▶ [Work to do] Print the listing below in its entirety, character for character.

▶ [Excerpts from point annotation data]
╔══
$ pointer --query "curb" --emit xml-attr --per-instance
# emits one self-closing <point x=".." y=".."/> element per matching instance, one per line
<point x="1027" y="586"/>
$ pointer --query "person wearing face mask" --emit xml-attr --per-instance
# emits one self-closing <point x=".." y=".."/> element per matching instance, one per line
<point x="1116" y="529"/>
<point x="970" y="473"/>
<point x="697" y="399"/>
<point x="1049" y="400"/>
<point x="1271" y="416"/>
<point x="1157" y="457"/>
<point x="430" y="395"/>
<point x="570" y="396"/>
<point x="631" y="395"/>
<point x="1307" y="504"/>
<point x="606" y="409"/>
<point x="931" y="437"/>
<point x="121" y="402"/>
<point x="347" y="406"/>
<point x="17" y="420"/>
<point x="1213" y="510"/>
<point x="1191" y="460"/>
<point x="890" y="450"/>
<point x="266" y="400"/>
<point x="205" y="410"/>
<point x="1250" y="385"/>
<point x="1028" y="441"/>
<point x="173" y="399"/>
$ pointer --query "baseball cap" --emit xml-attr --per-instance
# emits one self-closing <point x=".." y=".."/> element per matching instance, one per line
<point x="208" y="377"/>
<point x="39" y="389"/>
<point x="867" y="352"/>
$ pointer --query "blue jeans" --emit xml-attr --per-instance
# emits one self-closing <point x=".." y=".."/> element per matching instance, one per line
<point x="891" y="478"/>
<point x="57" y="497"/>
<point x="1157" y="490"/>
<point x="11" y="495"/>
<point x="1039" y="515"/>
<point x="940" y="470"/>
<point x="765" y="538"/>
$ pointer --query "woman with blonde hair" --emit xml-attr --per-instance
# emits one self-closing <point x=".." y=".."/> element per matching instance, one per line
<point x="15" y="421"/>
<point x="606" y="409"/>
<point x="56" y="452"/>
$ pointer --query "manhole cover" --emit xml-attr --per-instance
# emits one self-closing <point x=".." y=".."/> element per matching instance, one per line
╚══
▶ [Solution below]
$ pointer --query "curb" --emit xml-attr --per-instance
# emits one self-closing <point x=".." y=".."/> element per matching instance, one per line
<point x="1027" y="586"/>
$ pointer --query "person wearing face mask" --emit xml-attr --per-instance
# emits one self-closing <point x=".." y=".."/> element per matching instance, one per line
<point x="1116" y="529"/>
<point x="970" y="473"/>
<point x="697" y="399"/>
<point x="1049" y="400"/>
<point x="1271" y="416"/>
<point x="1157" y="457"/>
<point x="430" y="395"/>
<point x="570" y="396"/>
<point x="631" y="395"/>
<point x="1307" y="504"/>
<point x="606" y="409"/>
<point x="931" y="437"/>
<point x="121" y="402"/>
<point x="347" y="406"/>
<point x="17" y="420"/>
<point x="1213" y="510"/>
<point x="1191" y="460"/>
<point x="890" y="450"/>
<point x="266" y="400"/>
<point x="205" y="410"/>
<point x="1250" y="385"/>
<point x="1028" y="441"/>
<point x="173" y="399"/>
$ pointer --query "baseball cap" --emit xml-attr --per-instance
# emits one self-closing <point x=".." y=".."/> element per matching instance, one per line
<point x="208" y="377"/>
<point x="39" y="389"/>
<point x="867" y="352"/>
$ pointer --query "blue jeans" --emit xml-attr --per-instance
# emits one self-closing <point x=".." y=".."/> element per matching instance, one per line
<point x="891" y="478"/>
<point x="57" y="497"/>
<point x="1157" y="490"/>
<point x="11" y="495"/>
<point x="1039" y="515"/>
<point x="940" y="470"/>
<point x="765" y="538"/>
$ pointer --query "woman with blonde hair" --emit xml-attr --per-instance
# emits one self-closing <point x=".." y=".."/> element per matching instance, one per line
<point x="15" y="421"/>
<point x="606" y="409"/>
<point x="56" y="452"/>
$ pointer --query "manhole cover" --emit xml-attr --per-instance
# emits one self-closing <point x=".." y=".."/> element per matching instance, one per line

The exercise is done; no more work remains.